Reproduce exactly, and only, the lines below from the one containing "Query: cracked asphalt" through the one containing "of the flagpole".

(Referring expression pointing data)
━━━━━━━━━━

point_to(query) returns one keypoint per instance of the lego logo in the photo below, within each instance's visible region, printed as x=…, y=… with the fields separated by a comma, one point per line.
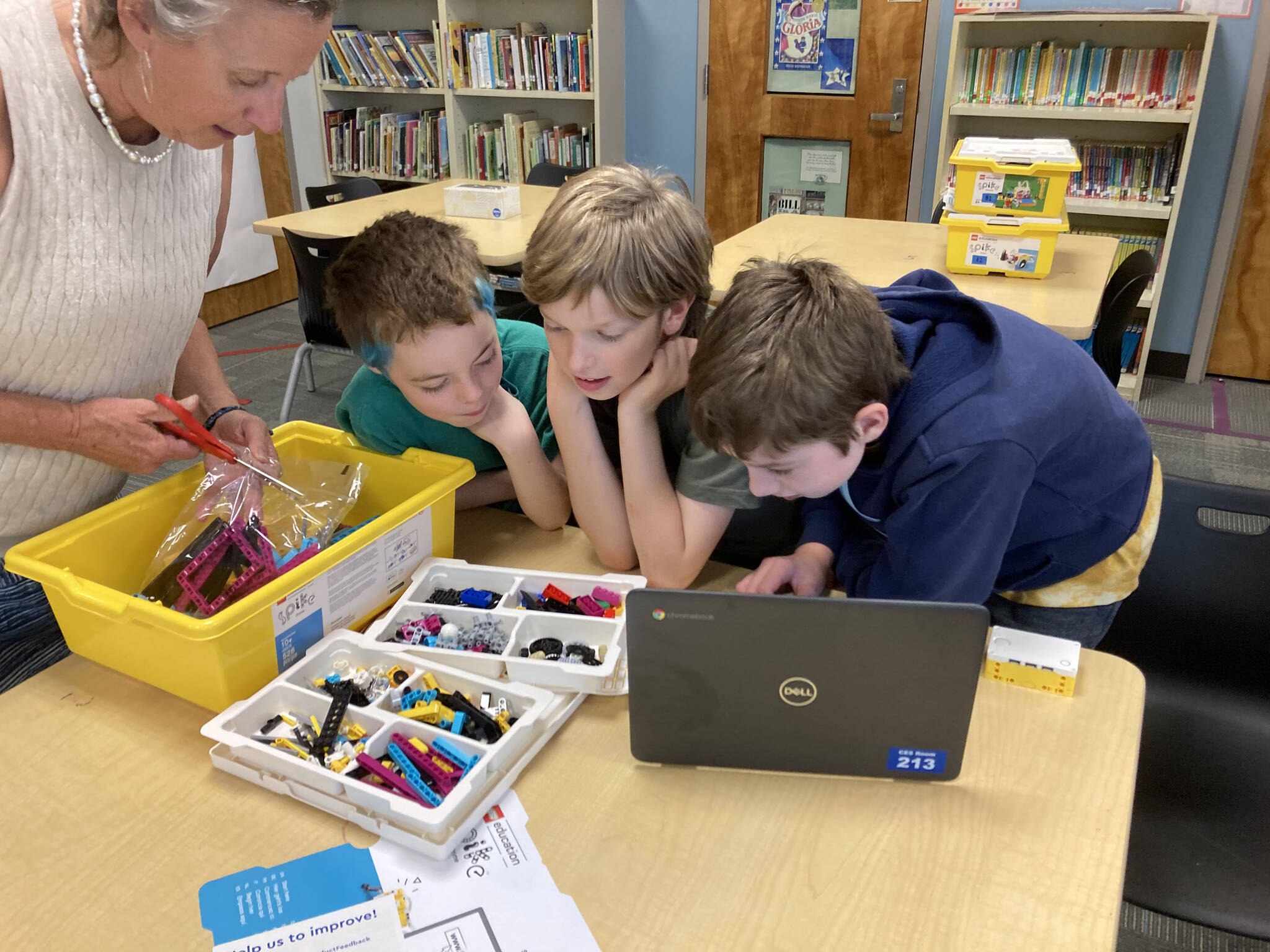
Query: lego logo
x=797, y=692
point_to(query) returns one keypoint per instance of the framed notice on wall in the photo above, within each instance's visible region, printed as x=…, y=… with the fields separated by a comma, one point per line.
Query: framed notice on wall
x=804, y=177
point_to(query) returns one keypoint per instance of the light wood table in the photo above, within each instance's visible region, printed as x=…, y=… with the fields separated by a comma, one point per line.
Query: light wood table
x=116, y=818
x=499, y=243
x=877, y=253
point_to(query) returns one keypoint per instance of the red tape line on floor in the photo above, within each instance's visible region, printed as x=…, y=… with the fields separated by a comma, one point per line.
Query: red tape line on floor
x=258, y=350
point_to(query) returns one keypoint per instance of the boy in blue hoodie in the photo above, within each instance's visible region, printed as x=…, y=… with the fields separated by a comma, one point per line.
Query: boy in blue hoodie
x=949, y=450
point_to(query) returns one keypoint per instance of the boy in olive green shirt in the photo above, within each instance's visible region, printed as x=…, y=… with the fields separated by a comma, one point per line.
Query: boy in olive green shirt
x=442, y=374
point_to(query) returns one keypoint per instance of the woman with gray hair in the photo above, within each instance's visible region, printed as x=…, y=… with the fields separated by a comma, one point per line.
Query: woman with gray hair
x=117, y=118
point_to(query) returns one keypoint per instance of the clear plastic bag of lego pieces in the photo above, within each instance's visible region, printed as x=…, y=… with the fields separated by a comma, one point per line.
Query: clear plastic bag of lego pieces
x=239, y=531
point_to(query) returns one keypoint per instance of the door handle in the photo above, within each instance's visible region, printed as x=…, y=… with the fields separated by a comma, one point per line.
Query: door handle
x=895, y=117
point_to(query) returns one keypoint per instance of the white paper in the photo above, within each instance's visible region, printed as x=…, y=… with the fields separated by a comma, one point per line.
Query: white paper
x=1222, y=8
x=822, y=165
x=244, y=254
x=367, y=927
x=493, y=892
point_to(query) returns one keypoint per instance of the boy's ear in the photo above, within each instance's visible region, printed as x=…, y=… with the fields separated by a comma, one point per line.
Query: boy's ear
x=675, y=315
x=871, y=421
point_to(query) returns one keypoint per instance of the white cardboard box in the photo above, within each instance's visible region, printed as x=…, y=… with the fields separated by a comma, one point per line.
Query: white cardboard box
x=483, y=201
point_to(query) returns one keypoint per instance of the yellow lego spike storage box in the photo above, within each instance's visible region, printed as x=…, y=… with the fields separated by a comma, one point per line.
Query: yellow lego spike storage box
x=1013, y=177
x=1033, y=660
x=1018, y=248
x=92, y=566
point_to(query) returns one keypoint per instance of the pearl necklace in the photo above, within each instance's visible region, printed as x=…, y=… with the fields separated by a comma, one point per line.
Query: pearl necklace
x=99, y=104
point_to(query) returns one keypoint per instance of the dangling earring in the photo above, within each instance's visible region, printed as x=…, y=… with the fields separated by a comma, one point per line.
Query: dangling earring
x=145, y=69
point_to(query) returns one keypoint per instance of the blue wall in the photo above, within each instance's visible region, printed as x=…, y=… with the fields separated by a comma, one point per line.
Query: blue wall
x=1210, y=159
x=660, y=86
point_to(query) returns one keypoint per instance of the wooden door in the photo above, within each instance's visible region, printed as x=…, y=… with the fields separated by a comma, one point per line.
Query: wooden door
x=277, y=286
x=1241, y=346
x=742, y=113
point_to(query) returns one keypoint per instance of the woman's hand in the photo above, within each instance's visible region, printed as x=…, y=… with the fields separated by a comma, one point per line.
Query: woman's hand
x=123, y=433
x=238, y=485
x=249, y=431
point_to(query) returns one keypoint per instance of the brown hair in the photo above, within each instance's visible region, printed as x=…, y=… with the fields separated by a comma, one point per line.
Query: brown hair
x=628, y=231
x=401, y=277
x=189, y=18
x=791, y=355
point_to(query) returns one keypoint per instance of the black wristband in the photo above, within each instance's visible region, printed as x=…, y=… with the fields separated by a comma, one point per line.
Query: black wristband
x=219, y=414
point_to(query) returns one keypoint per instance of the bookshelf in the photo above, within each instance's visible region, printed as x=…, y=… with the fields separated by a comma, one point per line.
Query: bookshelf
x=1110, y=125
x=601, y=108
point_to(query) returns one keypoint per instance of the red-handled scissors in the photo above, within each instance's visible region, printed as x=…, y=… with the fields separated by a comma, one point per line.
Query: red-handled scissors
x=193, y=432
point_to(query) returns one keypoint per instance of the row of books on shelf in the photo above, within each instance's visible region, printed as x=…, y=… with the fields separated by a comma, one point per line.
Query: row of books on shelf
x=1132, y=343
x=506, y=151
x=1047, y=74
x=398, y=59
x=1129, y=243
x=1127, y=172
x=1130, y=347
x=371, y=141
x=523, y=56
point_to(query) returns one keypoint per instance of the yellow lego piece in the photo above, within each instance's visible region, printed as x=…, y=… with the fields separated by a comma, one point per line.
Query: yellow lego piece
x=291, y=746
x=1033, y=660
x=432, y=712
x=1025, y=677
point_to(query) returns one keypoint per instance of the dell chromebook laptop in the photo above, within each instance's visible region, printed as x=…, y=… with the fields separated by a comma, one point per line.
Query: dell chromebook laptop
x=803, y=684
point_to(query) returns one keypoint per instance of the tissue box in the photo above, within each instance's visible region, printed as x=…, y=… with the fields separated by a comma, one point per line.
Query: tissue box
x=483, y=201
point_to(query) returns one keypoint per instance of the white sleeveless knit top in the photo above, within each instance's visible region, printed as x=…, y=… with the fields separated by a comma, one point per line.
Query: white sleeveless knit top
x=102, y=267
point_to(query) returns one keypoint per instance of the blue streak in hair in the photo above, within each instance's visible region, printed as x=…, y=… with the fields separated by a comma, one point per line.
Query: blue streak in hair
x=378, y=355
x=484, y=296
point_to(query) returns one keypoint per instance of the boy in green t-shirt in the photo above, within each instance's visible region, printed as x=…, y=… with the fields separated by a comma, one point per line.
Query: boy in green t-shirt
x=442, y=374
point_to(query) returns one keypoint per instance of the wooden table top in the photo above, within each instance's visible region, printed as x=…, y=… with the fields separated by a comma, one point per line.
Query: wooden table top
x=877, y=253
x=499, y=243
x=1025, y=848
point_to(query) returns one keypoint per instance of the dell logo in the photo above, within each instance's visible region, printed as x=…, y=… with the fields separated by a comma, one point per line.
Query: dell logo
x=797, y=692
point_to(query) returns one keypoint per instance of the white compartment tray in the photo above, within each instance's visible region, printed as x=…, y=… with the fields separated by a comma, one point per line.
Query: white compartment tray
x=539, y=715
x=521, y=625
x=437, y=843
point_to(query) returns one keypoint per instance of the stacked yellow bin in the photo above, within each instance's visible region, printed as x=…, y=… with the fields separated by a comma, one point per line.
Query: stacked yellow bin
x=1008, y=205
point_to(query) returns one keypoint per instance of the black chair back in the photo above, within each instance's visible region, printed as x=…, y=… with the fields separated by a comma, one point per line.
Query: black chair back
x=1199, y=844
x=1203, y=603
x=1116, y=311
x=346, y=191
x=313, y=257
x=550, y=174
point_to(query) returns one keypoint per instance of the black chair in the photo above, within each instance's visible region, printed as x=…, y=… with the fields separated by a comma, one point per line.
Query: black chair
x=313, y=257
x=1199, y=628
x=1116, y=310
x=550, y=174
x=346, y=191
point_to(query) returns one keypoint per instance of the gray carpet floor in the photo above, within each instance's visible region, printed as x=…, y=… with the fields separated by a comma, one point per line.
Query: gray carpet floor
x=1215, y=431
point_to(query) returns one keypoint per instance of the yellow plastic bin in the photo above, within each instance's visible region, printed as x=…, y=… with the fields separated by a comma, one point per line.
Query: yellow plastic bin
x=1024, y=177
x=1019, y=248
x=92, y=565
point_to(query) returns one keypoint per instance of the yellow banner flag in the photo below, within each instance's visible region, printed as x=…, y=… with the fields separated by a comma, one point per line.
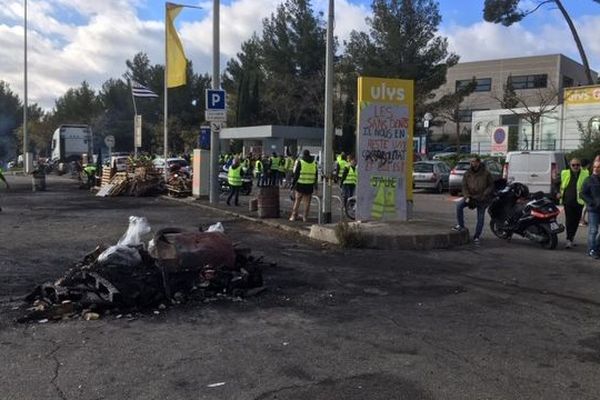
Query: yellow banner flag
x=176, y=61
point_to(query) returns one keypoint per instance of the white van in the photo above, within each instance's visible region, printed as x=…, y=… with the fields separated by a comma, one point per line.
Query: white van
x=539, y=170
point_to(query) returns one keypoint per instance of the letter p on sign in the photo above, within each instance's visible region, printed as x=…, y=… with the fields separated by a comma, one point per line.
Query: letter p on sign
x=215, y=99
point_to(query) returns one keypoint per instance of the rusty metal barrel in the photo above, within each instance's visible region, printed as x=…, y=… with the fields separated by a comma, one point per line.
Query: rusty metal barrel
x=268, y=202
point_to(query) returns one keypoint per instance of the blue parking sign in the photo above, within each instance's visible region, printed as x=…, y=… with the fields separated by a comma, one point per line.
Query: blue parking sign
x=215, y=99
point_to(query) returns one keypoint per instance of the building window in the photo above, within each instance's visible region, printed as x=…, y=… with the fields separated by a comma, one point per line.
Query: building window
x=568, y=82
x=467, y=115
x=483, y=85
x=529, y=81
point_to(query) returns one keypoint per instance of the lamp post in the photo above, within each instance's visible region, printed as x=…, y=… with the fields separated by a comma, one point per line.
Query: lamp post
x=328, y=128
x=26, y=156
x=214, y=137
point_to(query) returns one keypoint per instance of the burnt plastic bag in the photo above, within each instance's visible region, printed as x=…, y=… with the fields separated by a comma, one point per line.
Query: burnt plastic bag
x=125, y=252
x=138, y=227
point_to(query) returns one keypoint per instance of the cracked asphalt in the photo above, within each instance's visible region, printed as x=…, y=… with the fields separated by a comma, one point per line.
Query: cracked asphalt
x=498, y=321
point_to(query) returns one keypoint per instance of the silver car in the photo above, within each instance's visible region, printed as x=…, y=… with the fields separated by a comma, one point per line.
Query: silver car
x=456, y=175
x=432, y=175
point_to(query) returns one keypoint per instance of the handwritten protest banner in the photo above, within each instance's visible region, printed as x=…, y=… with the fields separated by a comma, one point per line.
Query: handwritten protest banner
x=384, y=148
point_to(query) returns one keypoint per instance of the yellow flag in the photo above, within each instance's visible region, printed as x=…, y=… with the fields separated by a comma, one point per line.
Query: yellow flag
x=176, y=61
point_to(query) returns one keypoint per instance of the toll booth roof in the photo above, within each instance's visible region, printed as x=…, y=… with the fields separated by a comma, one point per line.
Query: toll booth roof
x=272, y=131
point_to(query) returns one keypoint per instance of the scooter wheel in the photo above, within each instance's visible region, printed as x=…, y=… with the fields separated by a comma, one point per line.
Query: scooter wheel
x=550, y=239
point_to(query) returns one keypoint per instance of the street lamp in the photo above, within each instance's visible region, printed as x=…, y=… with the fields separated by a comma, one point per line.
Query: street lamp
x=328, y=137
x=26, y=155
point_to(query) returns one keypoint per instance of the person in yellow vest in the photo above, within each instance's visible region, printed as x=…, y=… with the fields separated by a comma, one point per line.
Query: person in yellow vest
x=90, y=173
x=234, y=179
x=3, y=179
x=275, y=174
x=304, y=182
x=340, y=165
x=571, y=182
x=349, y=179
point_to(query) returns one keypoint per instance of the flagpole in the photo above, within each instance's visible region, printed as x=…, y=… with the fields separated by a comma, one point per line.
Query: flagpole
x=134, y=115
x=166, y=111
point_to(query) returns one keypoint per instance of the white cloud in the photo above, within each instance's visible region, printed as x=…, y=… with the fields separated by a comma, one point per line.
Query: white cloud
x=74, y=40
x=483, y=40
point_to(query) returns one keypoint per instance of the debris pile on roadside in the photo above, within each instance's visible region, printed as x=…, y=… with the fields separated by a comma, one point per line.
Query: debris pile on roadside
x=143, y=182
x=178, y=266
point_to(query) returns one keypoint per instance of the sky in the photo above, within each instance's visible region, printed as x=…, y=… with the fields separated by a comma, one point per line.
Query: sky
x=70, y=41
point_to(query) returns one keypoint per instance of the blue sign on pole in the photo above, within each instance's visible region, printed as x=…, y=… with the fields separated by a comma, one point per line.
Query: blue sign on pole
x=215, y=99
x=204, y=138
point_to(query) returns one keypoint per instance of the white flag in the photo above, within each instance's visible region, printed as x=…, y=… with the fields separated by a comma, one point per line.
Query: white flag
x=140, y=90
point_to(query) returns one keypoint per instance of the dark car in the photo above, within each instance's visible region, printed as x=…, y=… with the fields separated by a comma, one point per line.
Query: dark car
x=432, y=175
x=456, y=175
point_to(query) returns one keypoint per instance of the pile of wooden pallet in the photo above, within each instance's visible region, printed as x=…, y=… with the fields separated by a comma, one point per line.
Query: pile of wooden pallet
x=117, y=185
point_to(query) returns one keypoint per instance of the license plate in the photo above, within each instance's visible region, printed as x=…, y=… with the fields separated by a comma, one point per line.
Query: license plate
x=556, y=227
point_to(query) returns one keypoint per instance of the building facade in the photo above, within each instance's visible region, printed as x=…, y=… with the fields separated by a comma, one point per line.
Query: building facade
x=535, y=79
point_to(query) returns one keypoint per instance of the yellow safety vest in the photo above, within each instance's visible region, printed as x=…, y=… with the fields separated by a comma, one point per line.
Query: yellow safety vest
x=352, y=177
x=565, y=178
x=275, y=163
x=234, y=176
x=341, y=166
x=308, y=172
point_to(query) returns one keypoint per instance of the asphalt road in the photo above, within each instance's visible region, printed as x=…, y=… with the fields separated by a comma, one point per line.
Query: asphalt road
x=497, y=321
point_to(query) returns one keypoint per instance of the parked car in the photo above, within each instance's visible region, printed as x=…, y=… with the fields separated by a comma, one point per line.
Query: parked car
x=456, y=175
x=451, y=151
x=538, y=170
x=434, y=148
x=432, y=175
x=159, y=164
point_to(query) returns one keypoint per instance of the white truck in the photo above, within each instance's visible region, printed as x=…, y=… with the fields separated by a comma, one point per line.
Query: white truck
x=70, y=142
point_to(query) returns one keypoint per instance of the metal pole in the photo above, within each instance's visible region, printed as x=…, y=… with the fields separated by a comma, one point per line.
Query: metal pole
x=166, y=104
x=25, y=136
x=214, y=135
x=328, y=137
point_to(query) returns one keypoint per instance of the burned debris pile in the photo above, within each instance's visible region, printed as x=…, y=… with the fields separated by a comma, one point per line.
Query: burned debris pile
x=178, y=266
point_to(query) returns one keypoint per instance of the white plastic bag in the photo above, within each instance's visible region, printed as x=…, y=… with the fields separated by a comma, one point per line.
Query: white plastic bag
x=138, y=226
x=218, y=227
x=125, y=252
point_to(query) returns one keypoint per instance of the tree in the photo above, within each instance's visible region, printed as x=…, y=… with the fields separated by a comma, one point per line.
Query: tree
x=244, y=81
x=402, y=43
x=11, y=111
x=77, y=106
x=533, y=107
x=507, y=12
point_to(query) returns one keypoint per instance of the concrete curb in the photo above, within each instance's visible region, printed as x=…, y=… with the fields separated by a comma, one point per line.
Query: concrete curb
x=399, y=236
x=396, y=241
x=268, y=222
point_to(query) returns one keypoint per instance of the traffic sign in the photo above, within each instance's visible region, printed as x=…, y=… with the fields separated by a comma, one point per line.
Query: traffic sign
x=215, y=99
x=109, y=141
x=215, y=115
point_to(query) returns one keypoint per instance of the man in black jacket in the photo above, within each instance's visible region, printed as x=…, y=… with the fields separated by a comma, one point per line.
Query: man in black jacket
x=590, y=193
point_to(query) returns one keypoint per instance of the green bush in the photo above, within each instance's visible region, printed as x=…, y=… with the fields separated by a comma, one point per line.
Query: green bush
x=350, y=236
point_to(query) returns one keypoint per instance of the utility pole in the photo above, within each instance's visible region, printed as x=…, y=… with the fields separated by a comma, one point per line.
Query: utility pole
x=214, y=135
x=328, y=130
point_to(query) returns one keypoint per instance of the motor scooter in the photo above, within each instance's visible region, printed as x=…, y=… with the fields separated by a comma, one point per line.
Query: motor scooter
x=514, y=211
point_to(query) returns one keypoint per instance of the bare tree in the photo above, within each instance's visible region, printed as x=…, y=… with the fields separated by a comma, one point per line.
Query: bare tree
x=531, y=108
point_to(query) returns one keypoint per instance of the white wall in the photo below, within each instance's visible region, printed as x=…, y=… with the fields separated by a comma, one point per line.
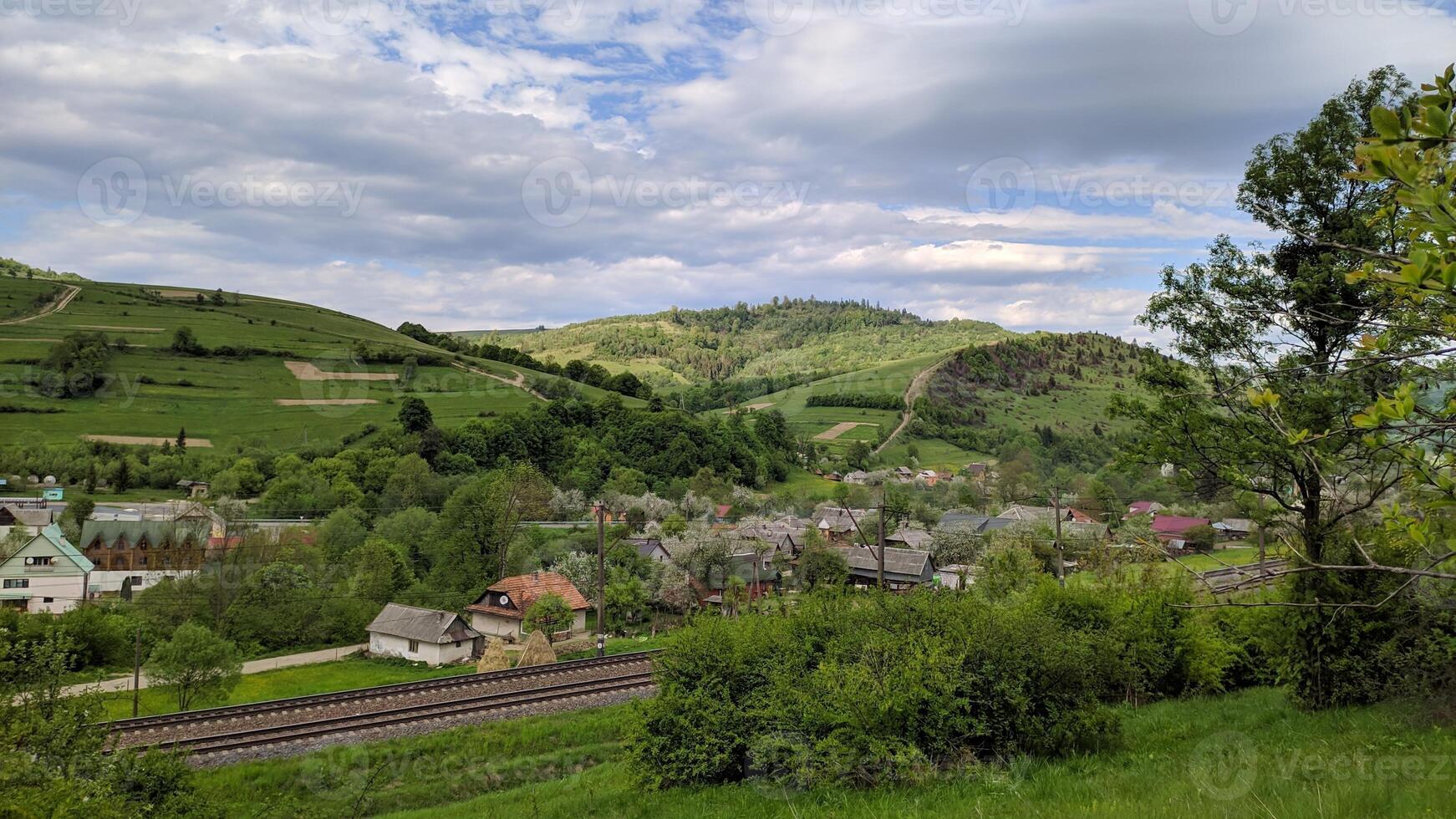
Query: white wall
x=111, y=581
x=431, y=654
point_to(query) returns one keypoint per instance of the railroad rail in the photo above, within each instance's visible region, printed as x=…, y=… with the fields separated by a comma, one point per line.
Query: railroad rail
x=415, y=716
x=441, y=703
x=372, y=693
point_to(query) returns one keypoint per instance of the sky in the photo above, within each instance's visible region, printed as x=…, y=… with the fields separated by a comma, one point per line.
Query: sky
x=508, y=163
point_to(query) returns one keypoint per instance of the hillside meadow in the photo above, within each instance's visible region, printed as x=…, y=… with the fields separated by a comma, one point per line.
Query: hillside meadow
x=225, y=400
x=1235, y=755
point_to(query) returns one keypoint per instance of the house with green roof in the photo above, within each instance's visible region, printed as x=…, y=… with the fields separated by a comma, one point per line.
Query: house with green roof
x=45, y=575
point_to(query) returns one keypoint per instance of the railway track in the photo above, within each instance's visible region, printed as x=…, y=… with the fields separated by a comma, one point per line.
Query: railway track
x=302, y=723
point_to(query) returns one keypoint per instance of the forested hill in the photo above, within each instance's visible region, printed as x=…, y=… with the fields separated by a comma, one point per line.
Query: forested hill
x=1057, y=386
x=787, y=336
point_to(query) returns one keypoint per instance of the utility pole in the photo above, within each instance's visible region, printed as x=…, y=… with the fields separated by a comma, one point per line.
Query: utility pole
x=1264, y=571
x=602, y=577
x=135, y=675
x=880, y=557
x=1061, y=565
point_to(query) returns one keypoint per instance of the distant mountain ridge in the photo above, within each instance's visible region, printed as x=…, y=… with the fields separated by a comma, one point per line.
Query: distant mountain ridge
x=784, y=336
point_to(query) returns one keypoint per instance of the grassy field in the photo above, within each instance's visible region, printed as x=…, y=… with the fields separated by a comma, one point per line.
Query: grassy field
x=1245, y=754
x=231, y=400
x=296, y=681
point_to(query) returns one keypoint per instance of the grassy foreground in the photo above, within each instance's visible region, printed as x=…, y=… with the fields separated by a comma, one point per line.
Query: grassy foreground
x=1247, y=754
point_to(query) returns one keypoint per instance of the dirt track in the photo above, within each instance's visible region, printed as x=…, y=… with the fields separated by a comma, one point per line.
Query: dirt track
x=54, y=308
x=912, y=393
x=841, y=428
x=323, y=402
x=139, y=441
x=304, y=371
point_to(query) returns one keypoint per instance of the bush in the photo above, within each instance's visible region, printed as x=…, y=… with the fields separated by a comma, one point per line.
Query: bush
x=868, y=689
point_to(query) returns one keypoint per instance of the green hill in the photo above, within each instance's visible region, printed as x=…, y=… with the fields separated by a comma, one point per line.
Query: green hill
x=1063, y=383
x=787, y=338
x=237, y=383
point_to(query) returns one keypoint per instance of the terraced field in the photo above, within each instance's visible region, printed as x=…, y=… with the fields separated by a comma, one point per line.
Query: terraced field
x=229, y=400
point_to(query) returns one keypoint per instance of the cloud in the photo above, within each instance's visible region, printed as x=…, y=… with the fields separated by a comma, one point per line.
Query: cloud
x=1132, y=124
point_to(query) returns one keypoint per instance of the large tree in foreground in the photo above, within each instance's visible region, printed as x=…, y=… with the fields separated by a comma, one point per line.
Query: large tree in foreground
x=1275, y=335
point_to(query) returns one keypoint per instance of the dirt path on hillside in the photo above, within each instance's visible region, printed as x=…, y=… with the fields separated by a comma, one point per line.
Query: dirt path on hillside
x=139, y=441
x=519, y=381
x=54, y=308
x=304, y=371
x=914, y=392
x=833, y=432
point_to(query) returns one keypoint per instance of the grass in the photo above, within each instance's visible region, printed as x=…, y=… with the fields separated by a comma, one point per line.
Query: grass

━━━━━━━━━━

*Result of the task*
Query: cracked asphalt
x=498, y=321
point_to(query) returns one keypoint per instance of the silver car in the photo above, within each instance's visible region, printed as x=…, y=… with the fields separated by a comma, one point per line.
Query: silver car
x=456, y=175
x=432, y=175
point_to(query) returns one keypoint per instance of the handwritten protest banner in the photo above, within each instance's visible region, printed as x=…, y=… with the fields separated by a comma, one point per line.
Query: handwritten protest banner
x=384, y=148
point_to(query) returns one keypoint per instance of the yellow flag in the photo above, within each instance's visible region, printed as x=…, y=… with the fields separated by a comma, one point per line.
Query: yellow flag
x=176, y=61
point_to(query) returns one keypoint per instance of the toll booth roof in the photo above, within each instance's visible region, printed as x=…, y=… with the fields separated by a comma, one point per line.
Query: toll booth roof
x=272, y=131
point_to(query) returns one keypoint per instance of the scooter wheel in the photo above, within each instance's visible region, printed as x=…, y=… with the fields separated by a comma, one point per line.
Query: scooter wheel
x=550, y=239
point_to(query) returns one keypoint per instance of the street lamp in the photo above, within each instance's visible region, printed as x=…, y=… with the fields separated by a comma, one point per line.
Query: street lamp
x=328, y=137
x=26, y=155
point_to(query) returns one keypoint per instance of the person in yellow vest in the photo above, within each instance's visible region, printed as x=…, y=… with the fields separated by a comma, one point per line.
Query: person in yellow vest
x=90, y=173
x=234, y=179
x=3, y=179
x=275, y=174
x=304, y=182
x=340, y=165
x=571, y=182
x=349, y=179
point_to(query) returns one keypoint per instance of the flagpole in the photo above, within each instance's visible region, printed as x=…, y=… with the fields separated by a comma, one point per line.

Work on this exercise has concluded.